Work required
Character for character, transcribe the entries below, minus the images.

==== Task input ====

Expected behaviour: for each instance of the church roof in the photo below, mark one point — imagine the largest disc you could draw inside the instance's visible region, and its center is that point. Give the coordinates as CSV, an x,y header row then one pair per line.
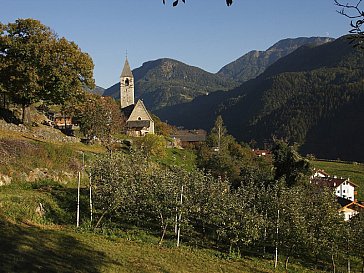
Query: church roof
x,y
138,123
126,70
128,110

====

Task answer
Expected behaviour: for each instance of the church roof in the photo below, mark one point — imagine the largest disc you could draw inside the instance's visible region, and its center is that point. Give the coordinates as CSV, an x,y header row then one pair per line.
Query: church roof
x,y
138,123
126,70
128,110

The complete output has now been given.